**EXERCISE MATERIAL**.
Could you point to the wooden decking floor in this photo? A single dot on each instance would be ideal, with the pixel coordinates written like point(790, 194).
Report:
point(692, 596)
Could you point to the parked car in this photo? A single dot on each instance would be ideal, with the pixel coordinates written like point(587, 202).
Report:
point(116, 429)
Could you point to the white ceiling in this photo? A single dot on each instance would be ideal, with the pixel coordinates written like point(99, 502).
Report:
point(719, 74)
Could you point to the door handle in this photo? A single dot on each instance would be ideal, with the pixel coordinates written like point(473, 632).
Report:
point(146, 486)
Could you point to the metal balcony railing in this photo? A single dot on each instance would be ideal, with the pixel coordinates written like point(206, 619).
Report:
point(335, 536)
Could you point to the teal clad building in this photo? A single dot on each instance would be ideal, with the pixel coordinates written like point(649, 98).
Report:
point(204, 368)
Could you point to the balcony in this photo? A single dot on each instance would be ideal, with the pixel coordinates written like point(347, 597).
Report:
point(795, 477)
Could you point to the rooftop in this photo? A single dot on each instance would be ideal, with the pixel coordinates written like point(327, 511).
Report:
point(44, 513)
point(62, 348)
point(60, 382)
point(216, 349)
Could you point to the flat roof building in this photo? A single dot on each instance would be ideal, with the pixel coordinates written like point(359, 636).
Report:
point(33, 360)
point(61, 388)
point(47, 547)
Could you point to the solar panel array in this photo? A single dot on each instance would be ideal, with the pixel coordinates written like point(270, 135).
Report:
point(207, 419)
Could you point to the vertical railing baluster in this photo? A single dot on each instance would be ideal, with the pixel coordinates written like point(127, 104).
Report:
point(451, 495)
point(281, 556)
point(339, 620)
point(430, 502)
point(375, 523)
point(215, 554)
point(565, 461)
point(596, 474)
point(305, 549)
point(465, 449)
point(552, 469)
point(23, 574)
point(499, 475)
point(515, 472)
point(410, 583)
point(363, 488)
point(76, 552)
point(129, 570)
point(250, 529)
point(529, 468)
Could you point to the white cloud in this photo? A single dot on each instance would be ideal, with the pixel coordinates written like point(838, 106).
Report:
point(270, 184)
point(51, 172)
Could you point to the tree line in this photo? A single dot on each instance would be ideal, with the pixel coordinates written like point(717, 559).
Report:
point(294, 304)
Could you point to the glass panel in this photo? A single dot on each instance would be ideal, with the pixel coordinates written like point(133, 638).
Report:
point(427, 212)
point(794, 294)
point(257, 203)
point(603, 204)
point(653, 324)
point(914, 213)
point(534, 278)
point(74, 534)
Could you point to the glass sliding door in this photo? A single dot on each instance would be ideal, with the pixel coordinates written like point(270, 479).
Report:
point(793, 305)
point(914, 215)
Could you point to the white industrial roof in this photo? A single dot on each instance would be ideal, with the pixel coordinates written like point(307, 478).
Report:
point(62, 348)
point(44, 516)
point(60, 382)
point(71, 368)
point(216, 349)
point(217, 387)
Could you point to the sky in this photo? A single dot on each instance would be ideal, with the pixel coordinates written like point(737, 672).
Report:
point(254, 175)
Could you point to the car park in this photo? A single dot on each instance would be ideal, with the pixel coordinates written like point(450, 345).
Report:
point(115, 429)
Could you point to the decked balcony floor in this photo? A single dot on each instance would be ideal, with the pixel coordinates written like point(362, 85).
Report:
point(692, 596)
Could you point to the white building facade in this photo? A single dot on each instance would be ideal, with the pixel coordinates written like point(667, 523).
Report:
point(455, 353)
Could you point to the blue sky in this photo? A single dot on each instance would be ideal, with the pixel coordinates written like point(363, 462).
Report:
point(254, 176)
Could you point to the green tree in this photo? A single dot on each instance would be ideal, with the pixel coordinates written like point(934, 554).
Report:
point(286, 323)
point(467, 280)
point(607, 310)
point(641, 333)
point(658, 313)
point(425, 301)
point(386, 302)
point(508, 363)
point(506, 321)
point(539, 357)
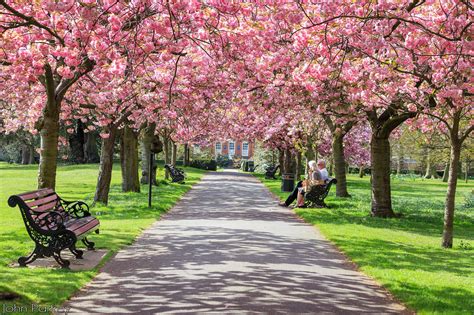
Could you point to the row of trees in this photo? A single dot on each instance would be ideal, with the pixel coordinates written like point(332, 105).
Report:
point(194, 71)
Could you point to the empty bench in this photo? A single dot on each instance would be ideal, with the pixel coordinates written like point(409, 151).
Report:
point(54, 224)
point(177, 175)
point(314, 198)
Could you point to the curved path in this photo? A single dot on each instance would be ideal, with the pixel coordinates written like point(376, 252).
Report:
point(227, 247)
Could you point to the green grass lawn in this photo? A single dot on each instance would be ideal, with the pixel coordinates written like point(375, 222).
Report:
point(404, 255)
point(121, 222)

**GIVEN PROBLEM**. Repeat the lines word for word, starting at the line that contains "Could you point to the glass panel" and ending at the line that contains "point(914, 215)".

**THE ANSWER**.
Could you point to the glass panel in this photo? A single dot on each instance would be ideal, with the pixel coordinates written like point(133, 638).
Report:
point(427, 212)
point(794, 294)
point(257, 203)
point(603, 204)
point(653, 324)
point(914, 213)
point(534, 278)
point(74, 534)
Could you point to the glass sliding door in this photo? A single dot on each instance would be ideal, with the pixel coordinates written like point(270, 479).
Report:
point(793, 305)
point(914, 215)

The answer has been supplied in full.